**WORK TO COMPLETE**
Retype the tail of the data exactly, starting at the line containing "Note: for each instance of the railway track" and stopping at the last line.

**RECORDS FOR PROCESSING**
+--

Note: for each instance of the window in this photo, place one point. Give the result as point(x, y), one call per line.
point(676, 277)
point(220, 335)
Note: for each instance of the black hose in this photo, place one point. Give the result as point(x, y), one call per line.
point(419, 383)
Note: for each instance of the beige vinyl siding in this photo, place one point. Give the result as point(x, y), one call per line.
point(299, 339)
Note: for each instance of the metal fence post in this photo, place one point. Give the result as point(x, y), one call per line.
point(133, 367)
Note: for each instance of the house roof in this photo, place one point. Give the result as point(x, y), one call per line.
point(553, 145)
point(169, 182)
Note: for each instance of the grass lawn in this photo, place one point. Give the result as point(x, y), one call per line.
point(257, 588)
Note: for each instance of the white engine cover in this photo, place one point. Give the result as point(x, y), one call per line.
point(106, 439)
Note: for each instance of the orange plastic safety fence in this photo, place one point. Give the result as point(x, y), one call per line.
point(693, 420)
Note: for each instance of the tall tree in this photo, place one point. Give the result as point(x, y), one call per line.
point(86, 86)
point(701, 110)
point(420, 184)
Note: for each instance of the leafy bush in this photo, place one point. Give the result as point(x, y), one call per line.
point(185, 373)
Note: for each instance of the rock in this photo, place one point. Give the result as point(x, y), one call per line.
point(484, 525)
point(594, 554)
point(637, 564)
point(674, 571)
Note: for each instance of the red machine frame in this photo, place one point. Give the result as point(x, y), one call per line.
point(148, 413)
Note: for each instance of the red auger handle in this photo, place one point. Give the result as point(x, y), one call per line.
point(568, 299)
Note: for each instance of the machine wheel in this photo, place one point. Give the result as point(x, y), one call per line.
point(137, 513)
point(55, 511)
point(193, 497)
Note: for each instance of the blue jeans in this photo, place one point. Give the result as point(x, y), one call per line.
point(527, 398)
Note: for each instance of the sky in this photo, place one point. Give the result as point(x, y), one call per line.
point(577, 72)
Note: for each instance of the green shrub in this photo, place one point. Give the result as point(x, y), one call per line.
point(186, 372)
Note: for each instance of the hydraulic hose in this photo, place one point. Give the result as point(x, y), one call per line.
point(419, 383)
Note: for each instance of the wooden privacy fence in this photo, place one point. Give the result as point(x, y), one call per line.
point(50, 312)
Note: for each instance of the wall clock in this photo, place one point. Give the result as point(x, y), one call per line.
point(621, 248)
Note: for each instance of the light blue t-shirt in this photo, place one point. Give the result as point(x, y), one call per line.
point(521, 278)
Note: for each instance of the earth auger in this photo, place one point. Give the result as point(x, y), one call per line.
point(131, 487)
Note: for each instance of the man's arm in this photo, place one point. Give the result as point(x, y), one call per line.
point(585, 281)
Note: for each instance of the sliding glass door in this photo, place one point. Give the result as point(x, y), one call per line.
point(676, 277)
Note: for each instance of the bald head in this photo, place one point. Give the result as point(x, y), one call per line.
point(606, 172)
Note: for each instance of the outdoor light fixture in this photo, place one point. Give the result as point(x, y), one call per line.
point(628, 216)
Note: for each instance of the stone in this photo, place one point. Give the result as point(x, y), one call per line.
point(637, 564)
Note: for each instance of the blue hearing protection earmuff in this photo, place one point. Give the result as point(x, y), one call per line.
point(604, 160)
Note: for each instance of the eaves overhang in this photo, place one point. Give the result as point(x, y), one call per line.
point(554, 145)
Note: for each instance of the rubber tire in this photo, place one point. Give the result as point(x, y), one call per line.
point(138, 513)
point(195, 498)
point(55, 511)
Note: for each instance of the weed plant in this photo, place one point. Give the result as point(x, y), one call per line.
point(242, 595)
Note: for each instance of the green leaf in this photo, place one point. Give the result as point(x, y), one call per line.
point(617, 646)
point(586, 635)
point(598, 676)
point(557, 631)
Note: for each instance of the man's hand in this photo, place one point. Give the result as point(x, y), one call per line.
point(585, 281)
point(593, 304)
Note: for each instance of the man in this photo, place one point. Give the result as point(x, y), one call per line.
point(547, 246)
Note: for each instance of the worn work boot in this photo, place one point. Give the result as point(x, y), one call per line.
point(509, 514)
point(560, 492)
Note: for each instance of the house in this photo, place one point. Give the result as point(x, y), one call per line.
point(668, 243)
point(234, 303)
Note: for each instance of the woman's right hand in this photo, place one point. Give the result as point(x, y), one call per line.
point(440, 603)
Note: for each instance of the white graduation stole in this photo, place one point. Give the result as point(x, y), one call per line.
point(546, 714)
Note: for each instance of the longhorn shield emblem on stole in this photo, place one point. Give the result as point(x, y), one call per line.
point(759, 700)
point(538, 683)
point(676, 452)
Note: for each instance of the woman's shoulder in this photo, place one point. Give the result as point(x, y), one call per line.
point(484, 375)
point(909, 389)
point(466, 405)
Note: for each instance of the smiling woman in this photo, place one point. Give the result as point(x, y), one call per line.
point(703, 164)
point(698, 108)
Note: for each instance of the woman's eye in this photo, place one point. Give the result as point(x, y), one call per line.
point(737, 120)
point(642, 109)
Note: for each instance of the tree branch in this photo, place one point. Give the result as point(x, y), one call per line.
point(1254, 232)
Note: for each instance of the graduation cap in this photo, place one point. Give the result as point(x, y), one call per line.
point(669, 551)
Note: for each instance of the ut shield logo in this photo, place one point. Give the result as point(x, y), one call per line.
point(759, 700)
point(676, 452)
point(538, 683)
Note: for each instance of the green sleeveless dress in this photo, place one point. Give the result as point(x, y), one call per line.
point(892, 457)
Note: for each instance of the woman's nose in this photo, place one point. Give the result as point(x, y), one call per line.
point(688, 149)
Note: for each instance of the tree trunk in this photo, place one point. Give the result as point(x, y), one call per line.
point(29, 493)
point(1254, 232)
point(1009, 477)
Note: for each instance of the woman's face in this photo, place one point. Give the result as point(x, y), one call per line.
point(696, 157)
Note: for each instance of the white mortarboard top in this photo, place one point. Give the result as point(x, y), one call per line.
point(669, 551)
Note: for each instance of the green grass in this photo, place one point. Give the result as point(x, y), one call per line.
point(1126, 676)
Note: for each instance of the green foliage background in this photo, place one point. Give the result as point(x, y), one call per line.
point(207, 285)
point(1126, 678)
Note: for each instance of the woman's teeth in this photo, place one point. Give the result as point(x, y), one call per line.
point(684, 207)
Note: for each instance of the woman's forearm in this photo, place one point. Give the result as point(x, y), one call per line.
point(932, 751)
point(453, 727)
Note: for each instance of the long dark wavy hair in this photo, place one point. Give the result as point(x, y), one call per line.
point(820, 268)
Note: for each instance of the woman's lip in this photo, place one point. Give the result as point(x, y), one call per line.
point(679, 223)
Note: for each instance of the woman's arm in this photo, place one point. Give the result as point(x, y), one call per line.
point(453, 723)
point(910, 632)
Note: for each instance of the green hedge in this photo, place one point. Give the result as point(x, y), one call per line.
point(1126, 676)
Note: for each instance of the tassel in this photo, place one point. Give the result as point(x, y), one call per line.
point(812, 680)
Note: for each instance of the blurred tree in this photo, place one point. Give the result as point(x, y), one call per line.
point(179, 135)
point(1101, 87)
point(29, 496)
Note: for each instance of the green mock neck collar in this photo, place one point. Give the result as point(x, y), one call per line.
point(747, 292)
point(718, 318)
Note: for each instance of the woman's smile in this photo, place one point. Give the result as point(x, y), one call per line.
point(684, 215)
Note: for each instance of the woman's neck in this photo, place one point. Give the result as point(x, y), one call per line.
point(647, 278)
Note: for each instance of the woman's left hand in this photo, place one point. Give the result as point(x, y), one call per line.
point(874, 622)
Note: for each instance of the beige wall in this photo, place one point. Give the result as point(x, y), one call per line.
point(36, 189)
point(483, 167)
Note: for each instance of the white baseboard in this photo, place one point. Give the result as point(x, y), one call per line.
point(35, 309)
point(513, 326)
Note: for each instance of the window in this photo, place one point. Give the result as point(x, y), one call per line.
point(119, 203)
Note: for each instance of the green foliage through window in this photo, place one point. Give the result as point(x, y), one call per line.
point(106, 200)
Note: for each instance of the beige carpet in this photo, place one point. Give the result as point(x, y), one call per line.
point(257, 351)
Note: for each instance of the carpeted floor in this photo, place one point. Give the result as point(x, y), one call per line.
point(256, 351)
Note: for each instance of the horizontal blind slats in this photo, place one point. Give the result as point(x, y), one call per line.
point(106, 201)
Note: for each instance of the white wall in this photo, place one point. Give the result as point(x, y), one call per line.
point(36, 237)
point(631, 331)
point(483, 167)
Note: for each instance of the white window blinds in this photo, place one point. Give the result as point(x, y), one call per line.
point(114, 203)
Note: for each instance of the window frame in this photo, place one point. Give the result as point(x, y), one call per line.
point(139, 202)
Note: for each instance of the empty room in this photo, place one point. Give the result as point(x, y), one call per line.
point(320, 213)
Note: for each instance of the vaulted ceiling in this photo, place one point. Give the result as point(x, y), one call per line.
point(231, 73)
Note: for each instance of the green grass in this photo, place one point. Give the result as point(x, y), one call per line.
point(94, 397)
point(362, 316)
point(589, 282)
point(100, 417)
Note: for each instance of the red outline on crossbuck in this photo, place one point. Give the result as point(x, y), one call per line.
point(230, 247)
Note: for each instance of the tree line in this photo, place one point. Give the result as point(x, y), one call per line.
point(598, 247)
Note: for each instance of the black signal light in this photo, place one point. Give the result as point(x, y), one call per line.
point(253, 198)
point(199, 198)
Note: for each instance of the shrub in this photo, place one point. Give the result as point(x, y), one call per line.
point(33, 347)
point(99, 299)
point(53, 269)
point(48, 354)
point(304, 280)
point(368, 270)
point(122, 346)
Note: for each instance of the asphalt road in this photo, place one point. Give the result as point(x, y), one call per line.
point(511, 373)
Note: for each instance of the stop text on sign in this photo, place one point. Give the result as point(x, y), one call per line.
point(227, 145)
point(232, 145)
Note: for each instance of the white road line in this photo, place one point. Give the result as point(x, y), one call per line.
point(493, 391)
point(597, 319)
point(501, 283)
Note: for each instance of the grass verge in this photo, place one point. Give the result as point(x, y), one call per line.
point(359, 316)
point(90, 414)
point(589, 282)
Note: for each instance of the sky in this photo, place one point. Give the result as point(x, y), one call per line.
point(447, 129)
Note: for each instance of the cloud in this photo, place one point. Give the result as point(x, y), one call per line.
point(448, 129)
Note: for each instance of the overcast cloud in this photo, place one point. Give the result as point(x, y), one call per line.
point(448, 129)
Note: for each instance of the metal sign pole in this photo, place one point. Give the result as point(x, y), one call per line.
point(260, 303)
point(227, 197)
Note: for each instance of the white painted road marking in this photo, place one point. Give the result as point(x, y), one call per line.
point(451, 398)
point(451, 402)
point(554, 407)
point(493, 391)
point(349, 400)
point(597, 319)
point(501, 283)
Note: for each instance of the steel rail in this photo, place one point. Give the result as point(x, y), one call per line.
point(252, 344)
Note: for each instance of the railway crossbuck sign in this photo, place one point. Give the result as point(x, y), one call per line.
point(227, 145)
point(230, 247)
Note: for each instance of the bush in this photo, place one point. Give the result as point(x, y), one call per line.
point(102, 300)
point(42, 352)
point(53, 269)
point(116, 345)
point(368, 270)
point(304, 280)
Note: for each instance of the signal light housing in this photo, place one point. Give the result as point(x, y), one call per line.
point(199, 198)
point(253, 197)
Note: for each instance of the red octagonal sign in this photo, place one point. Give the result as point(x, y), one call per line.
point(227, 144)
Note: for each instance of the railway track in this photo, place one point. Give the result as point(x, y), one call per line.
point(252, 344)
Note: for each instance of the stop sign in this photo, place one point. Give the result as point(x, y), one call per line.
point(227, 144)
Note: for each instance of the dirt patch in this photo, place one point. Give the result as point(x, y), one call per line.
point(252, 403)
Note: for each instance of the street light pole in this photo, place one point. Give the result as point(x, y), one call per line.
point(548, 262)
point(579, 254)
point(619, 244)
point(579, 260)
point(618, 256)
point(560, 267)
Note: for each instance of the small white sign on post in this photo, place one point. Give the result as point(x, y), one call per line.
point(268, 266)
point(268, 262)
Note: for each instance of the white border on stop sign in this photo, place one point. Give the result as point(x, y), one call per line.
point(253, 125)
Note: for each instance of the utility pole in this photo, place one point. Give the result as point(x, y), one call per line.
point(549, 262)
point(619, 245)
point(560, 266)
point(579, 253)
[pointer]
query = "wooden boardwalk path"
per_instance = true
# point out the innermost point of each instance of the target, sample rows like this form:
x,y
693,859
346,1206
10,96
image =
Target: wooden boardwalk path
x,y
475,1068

+--

**WRITTEN RESPONSE**
Note: for each instance of the railway track in this photo, place one point. Give the result as point(x, y), one call per line.
point(252, 344)
Note: for each instance of the stop sign in this photo, place one point. Give the result as point(x, y), one call per line.
point(227, 144)
Note: for each instance of the dirt patch in this photo, place one point. Give the result as point(x, y), one call per line.
point(252, 403)
Note: for each instance of the street light pole in this photo, place one point. Give the result as point(x, y), one call per line.
point(548, 262)
point(579, 254)
point(619, 244)
point(579, 260)
point(618, 256)
point(560, 267)
Note: for each instance of the small white sign on post in this photo, place one point. Give the result as point(x, y), one call per line.
point(268, 266)
point(268, 262)
Note: for each instance of the white border on stop sign in this photo, place one point. Give the result as point(x, y), one call per line.
point(253, 125)
Note: for each instance of the utility pole in this photo, place one point. Give the result as point(x, y), one call per line.
point(549, 262)
point(619, 245)
point(560, 266)
point(579, 253)
[pointer]
query = "wooden boardwalk path"
per_instance = true
# point out the innermost point of each instance of the target, sample rows like this form:
x,y
693,859
346,1206
10,96
image =
Target: wooden boardwalk path
x,y
475,1068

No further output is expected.